• [TASK]:
Reproduce the material verbatim from its first line through the line containing "[0,70,75,133]", including both of those lines, and output nothing else.
****
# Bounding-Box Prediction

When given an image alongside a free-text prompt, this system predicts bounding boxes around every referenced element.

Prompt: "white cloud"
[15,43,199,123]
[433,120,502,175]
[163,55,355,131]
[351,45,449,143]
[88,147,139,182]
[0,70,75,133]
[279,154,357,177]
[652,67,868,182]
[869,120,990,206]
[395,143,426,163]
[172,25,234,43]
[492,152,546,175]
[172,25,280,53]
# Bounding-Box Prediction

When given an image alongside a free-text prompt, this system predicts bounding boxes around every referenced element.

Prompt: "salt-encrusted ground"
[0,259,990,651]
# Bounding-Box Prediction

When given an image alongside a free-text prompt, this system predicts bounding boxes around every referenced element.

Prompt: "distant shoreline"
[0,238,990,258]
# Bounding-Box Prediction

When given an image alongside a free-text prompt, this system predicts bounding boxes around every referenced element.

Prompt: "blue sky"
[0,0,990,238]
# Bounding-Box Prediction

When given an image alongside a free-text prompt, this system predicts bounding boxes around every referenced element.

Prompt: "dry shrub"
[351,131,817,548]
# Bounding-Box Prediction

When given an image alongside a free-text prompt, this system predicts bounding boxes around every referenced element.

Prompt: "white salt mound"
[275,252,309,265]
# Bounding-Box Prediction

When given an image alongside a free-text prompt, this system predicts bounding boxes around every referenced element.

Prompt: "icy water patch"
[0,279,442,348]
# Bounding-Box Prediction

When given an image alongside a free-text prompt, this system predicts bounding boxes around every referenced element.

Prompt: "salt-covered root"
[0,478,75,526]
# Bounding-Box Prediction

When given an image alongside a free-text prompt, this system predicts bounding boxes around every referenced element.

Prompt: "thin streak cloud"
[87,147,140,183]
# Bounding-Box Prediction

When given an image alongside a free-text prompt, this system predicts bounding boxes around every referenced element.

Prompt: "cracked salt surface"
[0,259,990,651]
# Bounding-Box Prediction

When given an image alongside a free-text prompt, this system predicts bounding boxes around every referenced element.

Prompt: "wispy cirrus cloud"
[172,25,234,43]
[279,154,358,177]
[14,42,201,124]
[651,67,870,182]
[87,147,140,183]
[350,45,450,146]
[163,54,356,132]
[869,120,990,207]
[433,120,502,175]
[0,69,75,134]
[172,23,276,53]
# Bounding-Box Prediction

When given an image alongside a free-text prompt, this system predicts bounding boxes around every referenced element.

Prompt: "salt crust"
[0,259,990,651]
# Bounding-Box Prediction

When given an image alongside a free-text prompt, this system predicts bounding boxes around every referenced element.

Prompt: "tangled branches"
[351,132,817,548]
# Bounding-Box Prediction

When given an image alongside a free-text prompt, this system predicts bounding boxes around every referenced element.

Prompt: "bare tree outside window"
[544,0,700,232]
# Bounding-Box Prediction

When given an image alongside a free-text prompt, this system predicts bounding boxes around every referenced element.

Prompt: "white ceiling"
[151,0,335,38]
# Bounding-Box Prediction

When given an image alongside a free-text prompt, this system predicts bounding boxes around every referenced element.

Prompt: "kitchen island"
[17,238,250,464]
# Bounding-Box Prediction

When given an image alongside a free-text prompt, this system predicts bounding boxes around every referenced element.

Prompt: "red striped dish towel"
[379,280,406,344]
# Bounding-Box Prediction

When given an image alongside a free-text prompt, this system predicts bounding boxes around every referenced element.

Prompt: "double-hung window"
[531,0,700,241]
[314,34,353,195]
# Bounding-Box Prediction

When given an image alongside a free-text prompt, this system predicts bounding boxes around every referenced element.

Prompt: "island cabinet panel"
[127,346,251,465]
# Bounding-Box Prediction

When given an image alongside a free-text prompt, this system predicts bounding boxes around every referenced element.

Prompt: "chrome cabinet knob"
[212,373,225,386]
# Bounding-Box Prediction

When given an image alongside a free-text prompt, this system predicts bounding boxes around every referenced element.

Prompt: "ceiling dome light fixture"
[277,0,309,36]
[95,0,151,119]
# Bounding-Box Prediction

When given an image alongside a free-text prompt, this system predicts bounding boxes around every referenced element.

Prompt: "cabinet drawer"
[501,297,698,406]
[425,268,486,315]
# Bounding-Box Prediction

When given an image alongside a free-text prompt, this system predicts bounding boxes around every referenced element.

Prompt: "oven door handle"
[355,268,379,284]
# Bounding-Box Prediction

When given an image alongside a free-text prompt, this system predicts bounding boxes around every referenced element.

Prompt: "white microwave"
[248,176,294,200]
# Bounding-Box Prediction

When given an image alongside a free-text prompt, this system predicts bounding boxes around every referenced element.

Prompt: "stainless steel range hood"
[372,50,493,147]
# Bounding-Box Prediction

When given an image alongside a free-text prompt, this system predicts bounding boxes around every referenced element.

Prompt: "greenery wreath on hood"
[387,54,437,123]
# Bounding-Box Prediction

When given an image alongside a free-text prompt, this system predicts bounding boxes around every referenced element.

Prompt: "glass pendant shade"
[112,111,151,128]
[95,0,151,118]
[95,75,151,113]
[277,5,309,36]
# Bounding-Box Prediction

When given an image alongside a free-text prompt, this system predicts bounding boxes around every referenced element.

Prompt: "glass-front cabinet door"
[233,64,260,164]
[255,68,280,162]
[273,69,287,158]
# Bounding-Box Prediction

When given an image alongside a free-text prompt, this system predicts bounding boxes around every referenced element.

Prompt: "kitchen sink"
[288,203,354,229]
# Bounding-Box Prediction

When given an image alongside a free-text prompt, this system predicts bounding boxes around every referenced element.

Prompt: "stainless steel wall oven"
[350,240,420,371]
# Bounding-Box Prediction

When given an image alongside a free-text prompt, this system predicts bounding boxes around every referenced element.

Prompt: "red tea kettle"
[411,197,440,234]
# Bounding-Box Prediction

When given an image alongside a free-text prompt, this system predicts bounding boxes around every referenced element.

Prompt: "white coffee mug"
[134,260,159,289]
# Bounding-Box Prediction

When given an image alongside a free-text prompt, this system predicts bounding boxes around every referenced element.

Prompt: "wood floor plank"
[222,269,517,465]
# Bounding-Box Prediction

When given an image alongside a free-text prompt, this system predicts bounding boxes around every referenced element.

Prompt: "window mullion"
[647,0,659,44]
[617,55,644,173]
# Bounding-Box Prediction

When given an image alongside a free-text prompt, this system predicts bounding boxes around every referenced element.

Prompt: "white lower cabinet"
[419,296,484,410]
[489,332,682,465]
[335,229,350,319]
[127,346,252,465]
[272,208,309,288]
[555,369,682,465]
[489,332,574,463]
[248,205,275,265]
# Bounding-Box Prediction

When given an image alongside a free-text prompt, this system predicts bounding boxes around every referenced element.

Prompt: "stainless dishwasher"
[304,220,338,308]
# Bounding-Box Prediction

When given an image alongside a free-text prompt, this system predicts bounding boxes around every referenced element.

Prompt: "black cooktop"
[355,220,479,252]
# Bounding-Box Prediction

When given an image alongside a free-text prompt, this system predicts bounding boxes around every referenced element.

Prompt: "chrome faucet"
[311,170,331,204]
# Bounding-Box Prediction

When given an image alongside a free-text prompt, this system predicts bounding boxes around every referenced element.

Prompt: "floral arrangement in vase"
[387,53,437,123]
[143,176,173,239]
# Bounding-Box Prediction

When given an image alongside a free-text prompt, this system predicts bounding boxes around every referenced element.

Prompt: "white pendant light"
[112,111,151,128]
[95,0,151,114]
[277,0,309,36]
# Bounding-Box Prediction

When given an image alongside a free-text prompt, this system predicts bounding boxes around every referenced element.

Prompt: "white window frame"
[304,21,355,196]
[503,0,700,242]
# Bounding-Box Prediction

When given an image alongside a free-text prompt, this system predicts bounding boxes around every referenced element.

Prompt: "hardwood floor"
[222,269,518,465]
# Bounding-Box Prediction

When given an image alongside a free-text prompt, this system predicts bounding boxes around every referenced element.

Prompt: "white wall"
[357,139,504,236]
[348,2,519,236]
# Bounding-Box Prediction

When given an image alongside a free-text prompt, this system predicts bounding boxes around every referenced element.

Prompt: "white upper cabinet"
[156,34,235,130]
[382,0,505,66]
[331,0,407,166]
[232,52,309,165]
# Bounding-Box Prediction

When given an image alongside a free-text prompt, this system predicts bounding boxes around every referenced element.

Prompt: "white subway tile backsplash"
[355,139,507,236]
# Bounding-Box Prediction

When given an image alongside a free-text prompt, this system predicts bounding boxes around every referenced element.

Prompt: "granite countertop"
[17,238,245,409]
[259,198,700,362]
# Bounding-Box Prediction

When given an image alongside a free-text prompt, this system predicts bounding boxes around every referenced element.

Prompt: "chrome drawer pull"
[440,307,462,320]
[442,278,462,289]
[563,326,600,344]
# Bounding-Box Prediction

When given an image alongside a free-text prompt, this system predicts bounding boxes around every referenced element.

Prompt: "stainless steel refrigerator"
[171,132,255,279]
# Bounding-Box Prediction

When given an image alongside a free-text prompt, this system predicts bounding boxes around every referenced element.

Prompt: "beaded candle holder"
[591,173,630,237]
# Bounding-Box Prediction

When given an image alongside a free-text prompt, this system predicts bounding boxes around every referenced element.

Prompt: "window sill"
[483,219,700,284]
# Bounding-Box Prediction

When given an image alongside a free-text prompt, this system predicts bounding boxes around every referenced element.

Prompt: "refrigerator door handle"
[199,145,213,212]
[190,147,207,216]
****
• [RESULT]:
# Bounding-Box Prediction

When given an image alongside a free-text prompt, this system predicts bounding boxes around every referenced element.

Prompt: "white cloud"
[15,43,199,123]
[433,120,502,175]
[163,55,355,131]
[351,45,449,143]
[88,147,139,182]
[0,70,75,133]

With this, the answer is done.